Referring expression pointing data
+---+

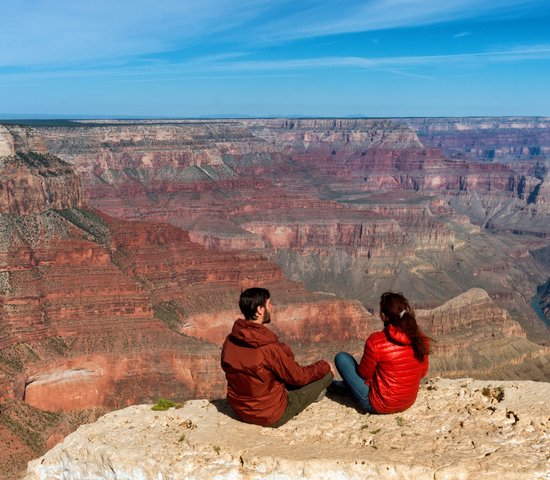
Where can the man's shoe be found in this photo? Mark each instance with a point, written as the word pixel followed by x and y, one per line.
pixel 338 387
pixel 321 395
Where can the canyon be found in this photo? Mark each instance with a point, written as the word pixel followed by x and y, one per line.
pixel 124 246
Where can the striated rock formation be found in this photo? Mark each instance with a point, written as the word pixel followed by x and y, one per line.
pixel 337 203
pixel 32 183
pixel 456 429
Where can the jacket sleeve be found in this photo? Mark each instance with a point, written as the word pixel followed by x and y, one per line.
pixel 367 365
pixel 285 367
pixel 425 365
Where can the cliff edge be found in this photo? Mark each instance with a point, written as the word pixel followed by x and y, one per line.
pixel 458 429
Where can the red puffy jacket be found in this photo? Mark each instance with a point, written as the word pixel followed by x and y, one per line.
pixel 257 367
pixel 391 370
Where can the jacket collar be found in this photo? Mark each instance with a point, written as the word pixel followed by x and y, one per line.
pixel 252 334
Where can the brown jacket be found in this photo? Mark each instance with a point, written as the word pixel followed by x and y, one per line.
pixel 257 367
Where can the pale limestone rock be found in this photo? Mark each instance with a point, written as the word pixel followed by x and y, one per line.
pixel 7 145
pixel 458 429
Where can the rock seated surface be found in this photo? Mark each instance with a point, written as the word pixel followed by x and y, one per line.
pixel 456 429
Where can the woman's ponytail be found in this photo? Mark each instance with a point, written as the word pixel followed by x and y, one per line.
pixel 399 313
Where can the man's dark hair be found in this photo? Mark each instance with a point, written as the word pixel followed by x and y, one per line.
pixel 251 299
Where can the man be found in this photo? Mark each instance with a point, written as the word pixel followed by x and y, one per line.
pixel 263 379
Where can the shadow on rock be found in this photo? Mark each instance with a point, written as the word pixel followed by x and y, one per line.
pixel 223 407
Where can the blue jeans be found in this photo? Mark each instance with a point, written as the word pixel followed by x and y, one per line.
pixel 347 368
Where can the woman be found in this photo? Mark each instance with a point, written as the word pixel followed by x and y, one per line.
pixel 394 361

+---+

# [WHAT THIS TASK INVOLVES]
Each line of the data is to be duplicated exactly; pictures stay out of the copy.

# [EXERCISE SOLUTION]
Where can the man's shoe be found in this photo? Mark each instance with a point, written as the word pixel followed by x and y, one per line.
pixel 338 387
pixel 321 395
Where can the canyon be found in this photo? Mark each instance with a point, written as the word pixel followed by x and y, one per line.
pixel 124 246
Where can the striated rock formation be found in this photo? Mark each instance with a point, written as the word pixel followed by x and y, one per line.
pixel 337 203
pixel 32 183
pixel 456 429
Where can the jacket sleeve be found in this photo? Mark each instance with a point, written as the word pixel followed by x and y, one per line.
pixel 367 365
pixel 285 367
pixel 425 365
Where can the cliff edge be found in this photo? Mark each instance with a point, written as the word pixel followed by x and y, one per line.
pixel 458 429
Where can the red puffy jacket be found in this photo? Mark each instance with a point, written as the word pixel followed by x and y, one per line.
pixel 257 367
pixel 391 370
Where can the jacket collar be found in this photo? Mark each instance with a point, written as the word pixel followed by x and y, one per line.
pixel 252 334
Where can the brown jacket be found in this photo? Mark each instance with a point, written as the word pixel followed by x and y, one per line.
pixel 257 367
Where can the pale limestone rock be found in this photo? Mark each instance with a point, written as the word pixel followed by x and y, one per line.
pixel 7 145
pixel 458 429
Where can the rock seated surface be found in this photo? Mark each instance with a point, written as the word pixel followed by x and y, one per line.
pixel 456 429
Where can the woman's ponytail be found in this photo? Mark each instance with a point, written as the word pixel followed by x and y, one per line.
pixel 399 313
Where can the man's dark hair be found in this photo? Mark each instance with a point, written as the word pixel followed by x and y, one per line.
pixel 251 299
Where can the man be found in this photo? Mark each instance with a point, written as the word pixel followed by x and y, one per line.
pixel 263 379
Where can the shadow on rock be found in this photo? Mark each instance with a point, written as the word pixel followed by x and y, one per line.
pixel 223 407
Where can the blue jeans be found in this photo? Mark each instance with a point, written as the word pixel followed by x and y, one per line.
pixel 347 368
Where can the woman be found in this photo? Mark each instance with a point, written as the word pixel followed by x and y, one per line.
pixel 394 361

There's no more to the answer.